Omit the pictures, then reproduce every remaining record exactly.

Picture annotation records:

=-=-=-=-=

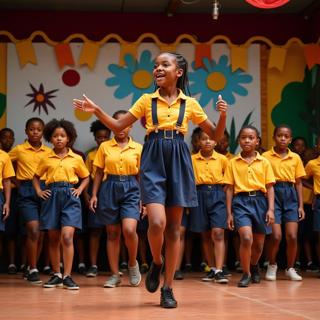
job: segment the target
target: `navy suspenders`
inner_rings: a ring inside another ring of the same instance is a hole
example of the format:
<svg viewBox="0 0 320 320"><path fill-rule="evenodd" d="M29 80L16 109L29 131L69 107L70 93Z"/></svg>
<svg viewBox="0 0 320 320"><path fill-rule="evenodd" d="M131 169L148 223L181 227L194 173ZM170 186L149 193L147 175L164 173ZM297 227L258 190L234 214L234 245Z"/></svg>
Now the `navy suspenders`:
<svg viewBox="0 0 320 320"><path fill-rule="evenodd" d="M157 114L157 98L152 98L151 103L151 114L152 118L152 125L156 128L156 133L158 133L158 126L159 125L159 122L158 120L158 115ZM179 116L176 123L177 128L176 133L179 133L179 130L182 126L183 118L184 117L184 113L186 110L186 100L180 99L180 110L179 111Z"/></svg>

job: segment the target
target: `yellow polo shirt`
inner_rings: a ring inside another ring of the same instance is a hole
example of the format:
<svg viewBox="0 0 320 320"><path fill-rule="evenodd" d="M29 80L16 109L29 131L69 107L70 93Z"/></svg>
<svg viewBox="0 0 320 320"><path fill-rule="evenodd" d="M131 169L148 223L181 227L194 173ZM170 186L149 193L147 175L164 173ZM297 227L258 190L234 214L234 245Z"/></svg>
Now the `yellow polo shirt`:
<svg viewBox="0 0 320 320"><path fill-rule="evenodd" d="M223 174L228 164L228 159L225 156L214 149L207 161L200 150L192 156L191 159L196 184L222 184Z"/></svg>
<svg viewBox="0 0 320 320"><path fill-rule="evenodd" d="M155 127L152 125L151 112L151 103L153 98L158 98L157 113L159 122L158 129L159 130L176 130L176 124L179 116L180 100L181 99L186 100L186 109L182 127L180 132L184 135L188 132L188 121L189 120L193 123L194 124L198 124L208 118L195 98L187 97L180 89L177 90L179 91L179 94L170 105L160 95L159 89L151 94L144 93L129 110L129 112L137 119L140 119L144 116L145 116L147 134L155 131Z"/></svg>
<svg viewBox="0 0 320 320"><path fill-rule="evenodd" d="M274 146L262 155L270 161L276 181L288 181L295 183L296 179L304 177L306 172L299 155L288 148L287 150L288 154L283 159L275 152Z"/></svg>
<svg viewBox="0 0 320 320"><path fill-rule="evenodd" d="M0 189L2 190L3 189L3 179L14 177L15 175L13 166L8 154L0 149Z"/></svg>
<svg viewBox="0 0 320 320"><path fill-rule="evenodd" d="M249 164L241 156L241 152L228 164L222 183L235 186L235 193L261 190L267 192L266 185L276 183L269 160L255 151L256 156Z"/></svg>
<svg viewBox="0 0 320 320"><path fill-rule="evenodd" d="M89 175L82 157L69 148L68 153L61 159L53 150L40 160L35 173L39 177L47 173L45 184L66 181L74 184L79 181L78 176L85 178Z"/></svg>
<svg viewBox="0 0 320 320"><path fill-rule="evenodd" d="M103 142L99 147L93 165L104 169L106 174L137 174L140 170L142 146L132 141L129 142L122 150L115 137Z"/></svg>
<svg viewBox="0 0 320 320"><path fill-rule="evenodd" d="M31 180L40 159L50 153L52 150L44 145L41 141L41 146L37 150L31 147L27 140L23 144L16 146L8 153L12 162L17 163L17 179L20 180ZM41 177L44 180L45 176Z"/></svg>

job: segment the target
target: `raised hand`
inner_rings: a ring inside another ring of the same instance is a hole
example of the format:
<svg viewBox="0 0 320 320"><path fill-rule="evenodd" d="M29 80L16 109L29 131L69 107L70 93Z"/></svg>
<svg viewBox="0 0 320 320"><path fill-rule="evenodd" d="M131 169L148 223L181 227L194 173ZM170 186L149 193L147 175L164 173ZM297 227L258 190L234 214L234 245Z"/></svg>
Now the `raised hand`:
<svg viewBox="0 0 320 320"><path fill-rule="evenodd" d="M74 99L73 104L78 110L83 111L84 112L93 113L98 108L98 106L96 105L90 99L87 98L84 94L83 95L84 99L84 100Z"/></svg>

=-=-=-=-=

- **Result of this task**:
job: segment the target
target: `navy suspenders`
inner_rings: a ring inside another ring of the same instance is a hole
example of the format:
<svg viewBox="0 0 320 320"><path fill-rule="evenodd" d="M29 80L16 109L29 131L69 107L70 93Z"/></svg>
<svg viewBox="0 0 320 320"><path fill-rule="evenodd" d="M131 169L148 223L181 227L194 173ZM170 186L149 193L147 175L164 173ZM297 227L258 190L234 214L234 245Z"/></svg>
Now the `navy suspenders`:
<svg viewBox="0 0 320 320"><path fill-rule="evenodd" d="M157 114L157 98L152 98L151 103L151 114L152 118L152 125L156 128L156 133L158 133L158 126L159 125L159 122L158 120L158 115ZM179 116L176 123L177 128L176 133L179 133L179 130L182 126L183 118L184 117L184 113L186 110L186 100L180 99L180 110L179 111Z"/></svg>

job: segment the target
target: `yellow polo shirt`
inner_rings: a ring inside another ring of the same instance is a hole
example of the format:
<svg viewBox="0 0 320 320"><path fill-rule="evenodd" d="M29 80L16 109L29 131L69 107L70 93Z"/></svg>
<svg viewBox="0 0 320 320"><path fill-rule="evenodd" d="M131 169L148 223L181 227L194 173ZM170 186L149 193L147 175L164 173ZM297 227L258 190L234 214L234 245Z"/></svg>
Now the `yellow polo shirt`:
<svg viewBox="0 0 320 320"><path fill-rule="evenodd" d="M223 174L228 164L228 159L225 156L214 149L207 161L200 150L192 156L191 159L196 184L222 184Z"/></svg>
<svg viewBox="0 0 320 320"><path fill-rule="evenodd" d="M155 127L152 125L151 112L151 103L153 98L158 98L157 113L159 122L158 129L159 130L176 130L176 124L179 116L180 100L181 99L186 100L186 109L182 127L180 132L184 135L188 132L188 121L189 120L193 123L194 124L198 124L208 118L195 98L187 97L180 89L177 90L179 91L179 94L170 105L160 95L159 89L151 94L144 93L129 110L129 112L137 119L140 119L144 116L145 116L147 134L155 131Z"/></svg>
<svg viewBox="0 0 320 320"><path fill-rule="evenodd" d="M274 146L262 155L270 161L276 181L288 181L295 183L296 179L304 177L306 172L299 155L288 148L287 150L288 154L283 159L275 152Z"/></svg>
<svg viewBox="0 0 320 320"><path fill-rule="evenodd" d="M0 189L2 190L3 189L3 179L14 177L15 175L13 166L8 154L0 149Z"/></svg>
<svg viewBox="0 0 320 320"><path fill-rule="evenodd" d="M249 164L241 156L241 152L228 164L222 183L235 186L235 193L261 190L267 192L266 185L276 183L269 160L255 151L256 156Z"/></svg>
<svg viewBox="0 0 320 320"><path fill-rule="evenodd" d="M89 175L82 157L69 148L68 153L61 159L53 150L40 160L35 173L39 177L47 173L45 184L66 181L74 184L79 181L78 176L85 178Z"/></svg>
<svg viewBox="0 0 320 320"><path fill-rule="evenodd" d="M103 142L99 147L93 165L104 169L106 174L137 174L140 170L142 146L132 141L129 142L122 150L115 137Z"/></svg>
<svg viewBox="0 0 320 320"><path fill-rule="evenodd" d="M31 180L40 159L50 153L52 150L44 145L41 141L41 146L37 150L31 147L27 140L23 144L16 146L8 153L12 162L17 163L17 179L20 180ZM41 177L44 180L45 176Z"/></svg>

job: segment the target
target: `raised hand`
inner_rings: a ring inside another ring of the same instance is a hole
example of the format:
<svg viewBox="0 0 320 320"><path fill-rule="evenodd" d="M29 80L16 109L29 131L69 107L70 93Z"/></svg>
<svg viewBox="0 0 320 320"><path fill-rule="evenodd" d="M131 169L148 223L181 227L194 173ZM170 186L149 193L147 175L164 173ZM297 227L258 190L234 214L234 245Z"/></svg>
Now the `raised hand`:
<svg viewBox="0 0 320 320"><path fill-rule="evenodd" d="M74 99L73 104L78 110L83 111L84 112L93 113L98 108L98 106L96 105L90 99L87 98L84 94L83 95L84 99L84 100Z"/></svg>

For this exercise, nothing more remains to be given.